Text passage:
● ● ● ● ●
Audio, Not Video Over The LKV373 HDMI Extender

[eta] found herself in a flat with several LKV373 HDMI extenders. Find the corresponding transmitter, plug it into your device, and you’ve got a connection to the TV/sound system, no fussing with wires behind the TV. However, [eta] wanted to get rid of the need to plug in a laptop and start sending packets directly to play music. As her flatmate [dan] had already reverse-engineered the receiver, she tested her prototype against their virtualized receiver, de-ip-hmdi.

The actual sending of images was surprisingly straightforward — just a JPEG sliced into 1024 bytes chunks and sent over. However, early testing showed nothing on the receiver. The end of a frame needed marking by setting the most-significant bit of the chunk number to one. Now de-ip-hdmi showed the image, but the actual hardware would not. With something missing, [eta] returned to Wireshark to scan packets. Noticing some strange packets on port 2067, she analyzed the pattern to reveal it sent another packet just before a new frame and included the frame number. With this tweak, it was still not enough. Ultimately, heartbeat packets sent every second synchronize things, but compared to the noise of the video packets, they were easy to miss. Now [eta] had some functioning video streaming rust code.

In theory, audio for the LKV373 followed the same thought process as video. Two channels of 32-bit big Endian integers at 44,100 hz chunked into 992-byte sections and sent as a packet formed the audio stream. With only 992 bytes, two streams, and 4 bytes per sample, each packet only held 2.812 milliseconds of sound. The first tests resulted in no audio output or distorted crunchy sound. Of course, this was every audio engineer’s worst nightmare: jitter. With a spin loop and an efficient ring buffer, the audio packets were soon slinging across the network reliably.

The code is available on a hosted version of GitLab. It’s a beautiful journey through reverse engineering some obscure but relatively cheap hardware. Along the way, there is nicely annotated Rust code, which makes it all the better.
● ● ● ● ●
Given task: Set down everything in the LKV373 extender passage from "In theory, audio" down to "the network reliably.", word for word.

Information supplied:
● ● ● ● ●
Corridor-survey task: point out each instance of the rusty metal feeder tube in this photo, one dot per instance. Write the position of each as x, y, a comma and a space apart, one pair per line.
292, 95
● ● ● ● ●
Exercise result:
In theory, audio for the LKV373 followed the same thought process as video. Two channels of 32-bit big Endian integers at 44,100 hz chunked into 992-byte sections and sent as a packet formed the audio stream. With only 992 bytes, two streams, and 4 bytes per sample, each packet only held 2.812 milliseconds of sound. The first tests resulted in no audio output or distorted crunchy sound. Of course, this was every audio engineer’s worst nightmare: jitter. With a spin loop and an efficient ring buffer, the audio packets were soon slinging across the network reliably.